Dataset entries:
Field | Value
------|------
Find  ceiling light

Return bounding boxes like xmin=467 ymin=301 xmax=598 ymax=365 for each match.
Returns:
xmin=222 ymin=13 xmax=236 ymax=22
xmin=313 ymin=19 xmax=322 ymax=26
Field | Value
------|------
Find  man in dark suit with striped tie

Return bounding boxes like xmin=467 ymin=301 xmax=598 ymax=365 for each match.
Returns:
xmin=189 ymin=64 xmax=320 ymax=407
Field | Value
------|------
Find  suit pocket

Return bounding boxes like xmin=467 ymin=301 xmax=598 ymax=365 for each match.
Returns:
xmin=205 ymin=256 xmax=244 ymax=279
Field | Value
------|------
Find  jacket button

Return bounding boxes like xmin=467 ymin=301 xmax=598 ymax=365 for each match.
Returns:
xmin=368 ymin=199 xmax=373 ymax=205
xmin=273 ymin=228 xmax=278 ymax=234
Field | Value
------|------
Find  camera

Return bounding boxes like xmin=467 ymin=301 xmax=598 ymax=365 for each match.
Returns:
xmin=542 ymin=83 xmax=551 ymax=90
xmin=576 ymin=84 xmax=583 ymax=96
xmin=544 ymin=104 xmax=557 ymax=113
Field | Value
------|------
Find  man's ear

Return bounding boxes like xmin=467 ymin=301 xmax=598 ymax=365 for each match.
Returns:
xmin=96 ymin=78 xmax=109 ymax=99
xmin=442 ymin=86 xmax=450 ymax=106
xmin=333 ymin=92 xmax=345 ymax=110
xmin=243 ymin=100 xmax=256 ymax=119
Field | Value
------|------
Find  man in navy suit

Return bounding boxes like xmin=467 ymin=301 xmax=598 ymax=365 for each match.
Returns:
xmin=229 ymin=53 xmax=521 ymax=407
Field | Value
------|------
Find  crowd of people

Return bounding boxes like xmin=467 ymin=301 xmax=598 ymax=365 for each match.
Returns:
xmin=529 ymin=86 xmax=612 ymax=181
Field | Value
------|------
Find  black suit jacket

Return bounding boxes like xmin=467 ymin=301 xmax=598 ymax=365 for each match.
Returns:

Your assignment: Using the records given above, list every line that includes the word "Find".

Task output:
Find  ceiling light
Find  man in dark suit with striped tie
Find  suit pocket
Find  jacket button
Find  camera
Find  man's ear
Find  man in navy suit
Find  crowd of people
Find  black suit jacket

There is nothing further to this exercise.